=== Section Start ===
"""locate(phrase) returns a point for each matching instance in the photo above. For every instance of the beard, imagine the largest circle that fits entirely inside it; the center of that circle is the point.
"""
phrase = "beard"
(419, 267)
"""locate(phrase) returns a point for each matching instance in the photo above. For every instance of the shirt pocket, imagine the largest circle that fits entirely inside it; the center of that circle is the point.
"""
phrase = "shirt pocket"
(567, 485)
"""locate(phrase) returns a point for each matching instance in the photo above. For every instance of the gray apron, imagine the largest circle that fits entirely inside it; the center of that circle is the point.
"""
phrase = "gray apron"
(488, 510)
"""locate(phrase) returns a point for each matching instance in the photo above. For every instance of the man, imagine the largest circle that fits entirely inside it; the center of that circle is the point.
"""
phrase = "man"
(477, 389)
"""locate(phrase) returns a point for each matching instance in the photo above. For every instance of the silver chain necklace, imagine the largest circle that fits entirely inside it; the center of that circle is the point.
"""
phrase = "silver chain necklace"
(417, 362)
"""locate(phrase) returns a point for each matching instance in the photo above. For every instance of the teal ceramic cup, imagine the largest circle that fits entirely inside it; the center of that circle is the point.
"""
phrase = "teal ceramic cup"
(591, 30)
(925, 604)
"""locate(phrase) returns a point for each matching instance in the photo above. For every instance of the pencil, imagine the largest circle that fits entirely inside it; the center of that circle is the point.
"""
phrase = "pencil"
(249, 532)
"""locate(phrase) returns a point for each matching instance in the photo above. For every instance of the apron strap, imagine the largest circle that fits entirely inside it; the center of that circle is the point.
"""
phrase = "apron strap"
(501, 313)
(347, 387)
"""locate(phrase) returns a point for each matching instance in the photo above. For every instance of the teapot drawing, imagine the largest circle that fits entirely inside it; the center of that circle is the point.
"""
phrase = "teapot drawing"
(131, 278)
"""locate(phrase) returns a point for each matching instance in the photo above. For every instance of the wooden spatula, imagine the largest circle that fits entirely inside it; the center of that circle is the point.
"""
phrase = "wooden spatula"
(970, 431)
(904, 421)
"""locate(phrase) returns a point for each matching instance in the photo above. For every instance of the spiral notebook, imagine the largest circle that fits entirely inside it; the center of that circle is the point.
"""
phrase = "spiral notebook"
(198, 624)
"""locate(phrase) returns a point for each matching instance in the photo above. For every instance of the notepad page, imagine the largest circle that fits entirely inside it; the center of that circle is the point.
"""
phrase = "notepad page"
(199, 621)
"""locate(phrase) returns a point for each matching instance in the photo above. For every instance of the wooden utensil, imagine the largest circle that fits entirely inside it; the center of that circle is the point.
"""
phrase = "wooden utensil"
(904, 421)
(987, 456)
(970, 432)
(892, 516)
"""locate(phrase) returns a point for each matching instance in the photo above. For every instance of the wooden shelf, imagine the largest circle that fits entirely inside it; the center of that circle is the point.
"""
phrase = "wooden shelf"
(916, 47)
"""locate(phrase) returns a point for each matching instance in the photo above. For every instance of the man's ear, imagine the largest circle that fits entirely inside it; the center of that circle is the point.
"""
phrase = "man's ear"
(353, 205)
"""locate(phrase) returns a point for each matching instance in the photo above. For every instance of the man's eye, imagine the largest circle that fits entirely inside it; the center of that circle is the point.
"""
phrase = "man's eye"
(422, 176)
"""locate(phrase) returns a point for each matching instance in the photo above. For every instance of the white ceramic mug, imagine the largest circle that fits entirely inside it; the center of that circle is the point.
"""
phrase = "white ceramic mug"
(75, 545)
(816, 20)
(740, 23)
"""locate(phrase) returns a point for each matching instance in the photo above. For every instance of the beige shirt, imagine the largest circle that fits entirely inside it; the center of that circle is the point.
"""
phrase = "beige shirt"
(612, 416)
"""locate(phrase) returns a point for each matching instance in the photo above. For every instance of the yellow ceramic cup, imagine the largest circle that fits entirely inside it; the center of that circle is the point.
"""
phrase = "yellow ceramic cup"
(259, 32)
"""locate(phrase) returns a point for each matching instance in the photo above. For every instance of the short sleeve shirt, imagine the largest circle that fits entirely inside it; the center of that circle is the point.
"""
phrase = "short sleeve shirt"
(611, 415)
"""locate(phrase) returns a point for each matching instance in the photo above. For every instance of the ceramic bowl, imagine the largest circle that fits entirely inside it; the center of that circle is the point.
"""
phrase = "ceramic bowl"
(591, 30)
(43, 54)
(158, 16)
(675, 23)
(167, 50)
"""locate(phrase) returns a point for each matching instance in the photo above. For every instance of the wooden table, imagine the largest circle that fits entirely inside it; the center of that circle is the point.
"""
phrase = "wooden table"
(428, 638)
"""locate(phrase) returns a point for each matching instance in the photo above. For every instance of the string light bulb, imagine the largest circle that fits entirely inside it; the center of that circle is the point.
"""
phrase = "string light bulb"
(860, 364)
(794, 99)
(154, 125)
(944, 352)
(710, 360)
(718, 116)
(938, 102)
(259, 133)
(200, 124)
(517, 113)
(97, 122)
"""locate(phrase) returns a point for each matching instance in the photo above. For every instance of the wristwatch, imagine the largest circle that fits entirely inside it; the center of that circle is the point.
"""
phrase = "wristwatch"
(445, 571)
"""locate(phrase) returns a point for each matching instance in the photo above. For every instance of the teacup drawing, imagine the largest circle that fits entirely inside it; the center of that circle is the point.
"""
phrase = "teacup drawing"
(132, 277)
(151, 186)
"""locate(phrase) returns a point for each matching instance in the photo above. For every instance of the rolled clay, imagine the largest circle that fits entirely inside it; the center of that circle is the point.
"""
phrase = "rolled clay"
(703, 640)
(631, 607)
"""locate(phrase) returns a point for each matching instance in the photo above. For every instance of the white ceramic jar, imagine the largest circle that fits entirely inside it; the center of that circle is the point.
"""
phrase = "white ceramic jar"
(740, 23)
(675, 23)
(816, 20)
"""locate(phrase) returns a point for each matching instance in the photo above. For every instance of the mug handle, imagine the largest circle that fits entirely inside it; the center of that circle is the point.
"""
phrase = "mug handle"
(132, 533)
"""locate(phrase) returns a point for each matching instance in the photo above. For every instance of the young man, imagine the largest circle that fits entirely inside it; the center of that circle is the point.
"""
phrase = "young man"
=== Section End ===
Your goal: Sift the data above for lines with "young", then copy each one.

Solution to the exercise:
"""locate(phrase) returns a point for each matching instance in the photo above. For every instance of the young man, imagine the largest circle that fits entirely inside it; the center of that circle is the point.
phrase = "young man"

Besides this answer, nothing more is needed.